THE REQUEST: Copy the whole listing below line for line, changing nothing.

RECORDS SUPPLIED:
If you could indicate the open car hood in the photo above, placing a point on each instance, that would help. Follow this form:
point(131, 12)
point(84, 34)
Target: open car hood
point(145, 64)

TASK ANSWER:
If you could indicate the open car hood in the photo above, placing a point on each instance, that would help. Follow this form:
point(131, 12)
point(84, 34)
Target: open car hood
point(145, 64)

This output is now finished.